* EXERCISE AIM *
Reproduce the Excel PDF email macro thread word for word, from "Run time error" up to and including "Sub SendPDFKEVLARViaOutlook()".

* PASSAGE PROVIDED *
┌──

# [SOLVED] Macro to send email with PDF. MSExcel



## barcas84 (Nov 2, 2010)

Hi, I have this macro that sends two emails from outlook with a PDF attached. I used this and it's been working fine, now I change the information of the sheets to do a macro that send different PDF's and is not working, gives an error:

 Run time error '1004'
Copy method of Worksheet class failed

When I click in debug, it highlights ws.Copy

This is the macro:

Sub SendPDFKEVLARViaOutlook()
Sheet33.Visible = True
Dim StringTo As String, StringCC As String, StringBCC As String, Fname As String, Fname1 As String
Dim wb1 As Workbook, wb2 As Workbook, sh As Worksheet
Dim DefPath As String
Dim olApp As Object
Dim olMail As Object
Dim FileExtStr As String

If Len(ThisWorkbook.Path) = 0 Then
MsgBox "This macro will only work if the file is Saved once.", 48, "Mail PDF Outlook"
Exit Sub
End If

'Set folder where we save the temporary files
DefPath = Application.DefaultFilePath
If Right(DefPath, 1) <> "\" Then
DefPath = DefPath & "\"
End If

Fname1 = DefPath & "QUOTE"
Set wb1 = ActiveWorkbook
Set ws = wb1.Worksheets(33)

ws.Copy

Set wb2 = ActiveWorkbook
Fname = DefPath & "tempworkbook.xlsx"
wb2.SaveCopyAs Fname

On Error Resume Next
wb2.ExportAsFixedFormat _
Type:=xlTypePDF, _
filename:=Fname1, _
Quality:=xlQualityStandard, _
IncludeDocProperties:=True, _
IgnorePrintAreas:=False, _
OpenAfterPublish:=False
On Error GoTo 0
wb2.Close Fale
Set wb2 = Nothing
'--------------------------------------------------------'
Fname2 = DefPath & "Calculations"
Set wb1 = ActiveWorkbook
Set ws = wb1.Worksheets(28)

ws.Copy

Set wb2 = ActiveWorkbook
Fname = DefPath & "tempworkbook.xlsx"

└──

* ITEMS *
┌──

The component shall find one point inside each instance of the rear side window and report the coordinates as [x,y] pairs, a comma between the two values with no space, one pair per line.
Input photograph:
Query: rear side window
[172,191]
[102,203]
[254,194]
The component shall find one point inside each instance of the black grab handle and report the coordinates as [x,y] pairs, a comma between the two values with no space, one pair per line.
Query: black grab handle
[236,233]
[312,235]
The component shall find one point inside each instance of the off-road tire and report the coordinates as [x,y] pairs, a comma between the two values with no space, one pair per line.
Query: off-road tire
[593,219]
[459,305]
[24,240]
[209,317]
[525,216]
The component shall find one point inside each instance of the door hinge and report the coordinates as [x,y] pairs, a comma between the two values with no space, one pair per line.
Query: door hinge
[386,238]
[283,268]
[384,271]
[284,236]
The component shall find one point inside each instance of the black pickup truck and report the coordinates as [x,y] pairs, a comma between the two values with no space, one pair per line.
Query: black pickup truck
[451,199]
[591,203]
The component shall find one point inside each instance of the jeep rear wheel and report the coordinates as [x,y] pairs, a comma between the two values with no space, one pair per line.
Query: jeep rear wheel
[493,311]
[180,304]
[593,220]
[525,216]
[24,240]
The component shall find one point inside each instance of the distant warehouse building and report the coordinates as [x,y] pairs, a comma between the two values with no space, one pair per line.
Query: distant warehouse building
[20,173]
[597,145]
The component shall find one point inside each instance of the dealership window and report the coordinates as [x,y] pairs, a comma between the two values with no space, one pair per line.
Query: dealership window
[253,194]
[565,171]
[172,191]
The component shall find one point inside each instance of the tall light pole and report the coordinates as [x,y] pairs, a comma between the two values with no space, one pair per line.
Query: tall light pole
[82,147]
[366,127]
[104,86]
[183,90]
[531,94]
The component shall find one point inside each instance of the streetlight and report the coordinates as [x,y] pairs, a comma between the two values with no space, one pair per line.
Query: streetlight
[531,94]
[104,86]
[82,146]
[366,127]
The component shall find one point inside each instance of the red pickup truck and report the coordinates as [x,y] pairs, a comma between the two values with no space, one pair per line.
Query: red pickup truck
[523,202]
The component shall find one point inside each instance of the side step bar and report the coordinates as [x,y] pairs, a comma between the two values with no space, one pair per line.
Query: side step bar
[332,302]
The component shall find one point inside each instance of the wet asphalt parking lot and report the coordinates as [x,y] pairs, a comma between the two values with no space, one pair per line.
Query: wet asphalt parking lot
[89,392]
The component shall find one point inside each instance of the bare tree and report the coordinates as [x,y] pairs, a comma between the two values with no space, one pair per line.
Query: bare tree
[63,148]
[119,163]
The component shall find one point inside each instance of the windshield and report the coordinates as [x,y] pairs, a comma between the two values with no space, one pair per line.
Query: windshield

└──

* ANSWER IN FULL *
Run time error '1004'
Copy method of Worksheet class failed

When I click in debug, it highlights ws.Copy

This is the macro:

Sub SendPDFKEVLARViaOutlook()